### Entries shown
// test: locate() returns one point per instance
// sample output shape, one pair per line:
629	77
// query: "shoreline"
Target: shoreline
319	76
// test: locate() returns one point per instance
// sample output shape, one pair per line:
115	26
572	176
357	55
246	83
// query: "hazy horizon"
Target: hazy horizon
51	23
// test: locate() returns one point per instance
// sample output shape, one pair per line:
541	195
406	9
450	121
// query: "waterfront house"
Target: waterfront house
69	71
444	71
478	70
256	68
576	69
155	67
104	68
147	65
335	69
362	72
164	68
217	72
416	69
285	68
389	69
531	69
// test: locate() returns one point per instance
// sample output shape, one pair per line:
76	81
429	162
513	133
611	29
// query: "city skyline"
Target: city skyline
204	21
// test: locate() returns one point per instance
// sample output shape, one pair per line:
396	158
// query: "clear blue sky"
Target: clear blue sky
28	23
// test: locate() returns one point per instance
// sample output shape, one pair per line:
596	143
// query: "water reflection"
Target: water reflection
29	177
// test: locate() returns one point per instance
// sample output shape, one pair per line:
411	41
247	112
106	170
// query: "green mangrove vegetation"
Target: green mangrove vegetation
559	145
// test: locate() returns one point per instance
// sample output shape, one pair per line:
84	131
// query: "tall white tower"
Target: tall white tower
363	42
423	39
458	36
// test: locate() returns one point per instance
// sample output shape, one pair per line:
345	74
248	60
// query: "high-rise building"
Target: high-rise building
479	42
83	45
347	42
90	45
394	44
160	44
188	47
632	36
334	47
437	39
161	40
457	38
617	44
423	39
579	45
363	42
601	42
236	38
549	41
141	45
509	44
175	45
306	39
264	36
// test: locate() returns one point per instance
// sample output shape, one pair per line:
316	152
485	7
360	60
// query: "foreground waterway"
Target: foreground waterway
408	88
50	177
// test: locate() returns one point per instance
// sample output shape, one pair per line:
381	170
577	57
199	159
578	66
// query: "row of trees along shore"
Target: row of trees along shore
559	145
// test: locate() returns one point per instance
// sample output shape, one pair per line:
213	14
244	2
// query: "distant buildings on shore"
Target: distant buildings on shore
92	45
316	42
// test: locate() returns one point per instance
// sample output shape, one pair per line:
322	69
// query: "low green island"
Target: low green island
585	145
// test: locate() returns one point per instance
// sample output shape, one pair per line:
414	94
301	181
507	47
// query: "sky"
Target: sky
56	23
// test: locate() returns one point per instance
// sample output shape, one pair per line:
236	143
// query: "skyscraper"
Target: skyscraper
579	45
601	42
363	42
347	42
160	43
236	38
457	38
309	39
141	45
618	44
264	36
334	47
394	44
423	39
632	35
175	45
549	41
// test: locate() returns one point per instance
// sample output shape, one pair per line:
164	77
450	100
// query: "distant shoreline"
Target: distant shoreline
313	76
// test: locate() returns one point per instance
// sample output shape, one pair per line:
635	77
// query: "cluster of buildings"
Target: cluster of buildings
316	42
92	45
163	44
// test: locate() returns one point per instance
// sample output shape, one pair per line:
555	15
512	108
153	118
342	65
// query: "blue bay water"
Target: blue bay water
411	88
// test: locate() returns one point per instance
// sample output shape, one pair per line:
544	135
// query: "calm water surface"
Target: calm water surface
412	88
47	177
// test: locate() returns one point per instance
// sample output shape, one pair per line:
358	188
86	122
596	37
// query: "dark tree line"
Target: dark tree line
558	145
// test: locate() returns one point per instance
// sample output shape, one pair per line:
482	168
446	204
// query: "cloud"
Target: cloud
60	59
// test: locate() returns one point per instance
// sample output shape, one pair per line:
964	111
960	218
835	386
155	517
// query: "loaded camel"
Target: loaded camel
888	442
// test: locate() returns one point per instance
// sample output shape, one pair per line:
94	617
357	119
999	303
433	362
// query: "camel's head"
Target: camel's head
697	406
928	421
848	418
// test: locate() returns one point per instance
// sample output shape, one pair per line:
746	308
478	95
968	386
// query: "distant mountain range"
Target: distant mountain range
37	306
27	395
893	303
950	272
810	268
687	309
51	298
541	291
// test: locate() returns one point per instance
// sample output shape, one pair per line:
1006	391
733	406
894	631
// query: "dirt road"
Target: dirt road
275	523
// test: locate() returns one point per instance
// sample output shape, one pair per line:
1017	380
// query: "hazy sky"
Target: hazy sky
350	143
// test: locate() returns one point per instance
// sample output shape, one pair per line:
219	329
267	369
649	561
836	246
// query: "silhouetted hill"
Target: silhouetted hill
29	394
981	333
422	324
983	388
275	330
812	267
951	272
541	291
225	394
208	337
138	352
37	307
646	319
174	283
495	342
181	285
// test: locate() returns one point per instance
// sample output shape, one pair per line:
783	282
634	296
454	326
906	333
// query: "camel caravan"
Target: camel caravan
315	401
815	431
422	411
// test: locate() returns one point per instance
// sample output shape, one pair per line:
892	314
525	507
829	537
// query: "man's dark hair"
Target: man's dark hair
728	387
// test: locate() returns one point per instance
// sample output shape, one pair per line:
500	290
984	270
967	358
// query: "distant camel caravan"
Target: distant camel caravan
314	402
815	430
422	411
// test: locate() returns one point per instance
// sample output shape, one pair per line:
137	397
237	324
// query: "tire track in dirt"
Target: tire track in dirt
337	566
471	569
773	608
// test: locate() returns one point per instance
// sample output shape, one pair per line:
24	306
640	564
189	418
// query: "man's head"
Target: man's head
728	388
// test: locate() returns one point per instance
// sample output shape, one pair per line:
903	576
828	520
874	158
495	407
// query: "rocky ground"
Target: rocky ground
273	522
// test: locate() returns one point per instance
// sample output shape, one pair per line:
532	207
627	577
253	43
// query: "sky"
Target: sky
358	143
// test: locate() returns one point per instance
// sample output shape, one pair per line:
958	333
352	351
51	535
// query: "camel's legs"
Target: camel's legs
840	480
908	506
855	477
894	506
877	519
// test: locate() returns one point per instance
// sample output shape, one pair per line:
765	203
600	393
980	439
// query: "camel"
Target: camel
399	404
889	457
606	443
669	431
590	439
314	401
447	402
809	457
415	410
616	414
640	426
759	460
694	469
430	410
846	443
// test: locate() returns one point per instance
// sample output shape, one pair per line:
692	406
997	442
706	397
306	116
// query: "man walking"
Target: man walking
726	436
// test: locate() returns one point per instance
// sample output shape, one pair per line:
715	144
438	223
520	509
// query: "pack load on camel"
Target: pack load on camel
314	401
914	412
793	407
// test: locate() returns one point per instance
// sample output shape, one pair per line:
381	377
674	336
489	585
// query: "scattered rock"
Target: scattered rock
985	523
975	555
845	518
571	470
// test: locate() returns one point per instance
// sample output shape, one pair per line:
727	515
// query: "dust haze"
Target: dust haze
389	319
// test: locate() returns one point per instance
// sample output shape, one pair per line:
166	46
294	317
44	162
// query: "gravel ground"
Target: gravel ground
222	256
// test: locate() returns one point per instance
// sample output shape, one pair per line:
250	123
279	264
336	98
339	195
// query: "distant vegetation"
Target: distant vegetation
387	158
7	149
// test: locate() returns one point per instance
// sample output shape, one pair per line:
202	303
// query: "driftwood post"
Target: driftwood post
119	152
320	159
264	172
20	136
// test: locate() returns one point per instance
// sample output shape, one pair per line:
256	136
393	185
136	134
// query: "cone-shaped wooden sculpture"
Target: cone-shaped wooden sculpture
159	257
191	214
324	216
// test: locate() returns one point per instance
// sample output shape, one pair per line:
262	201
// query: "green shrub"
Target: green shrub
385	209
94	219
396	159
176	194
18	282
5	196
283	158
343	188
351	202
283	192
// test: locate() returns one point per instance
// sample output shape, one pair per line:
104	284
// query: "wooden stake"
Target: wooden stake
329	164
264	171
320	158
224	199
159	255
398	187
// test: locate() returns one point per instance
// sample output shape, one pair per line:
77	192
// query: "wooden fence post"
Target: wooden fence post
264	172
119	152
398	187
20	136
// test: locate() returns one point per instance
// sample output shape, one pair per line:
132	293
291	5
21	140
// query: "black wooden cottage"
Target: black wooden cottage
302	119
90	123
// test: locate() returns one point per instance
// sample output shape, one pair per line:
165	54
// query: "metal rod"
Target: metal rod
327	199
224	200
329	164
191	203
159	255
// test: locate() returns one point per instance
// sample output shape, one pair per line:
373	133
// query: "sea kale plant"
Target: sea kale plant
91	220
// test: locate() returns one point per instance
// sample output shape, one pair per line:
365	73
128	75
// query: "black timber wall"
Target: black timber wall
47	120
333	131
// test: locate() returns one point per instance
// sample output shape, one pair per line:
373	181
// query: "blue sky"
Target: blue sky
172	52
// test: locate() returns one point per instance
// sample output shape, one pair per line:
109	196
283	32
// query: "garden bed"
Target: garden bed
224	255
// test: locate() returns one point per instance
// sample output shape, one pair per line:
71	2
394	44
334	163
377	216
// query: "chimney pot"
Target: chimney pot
######
• To do: Collect every line in the entries above that contains the word "trees". Case counts, so match uppercase and lowercase letters exactly.

• Expected answer:
// query: "row of trees along shore"
Target: row of trees along shore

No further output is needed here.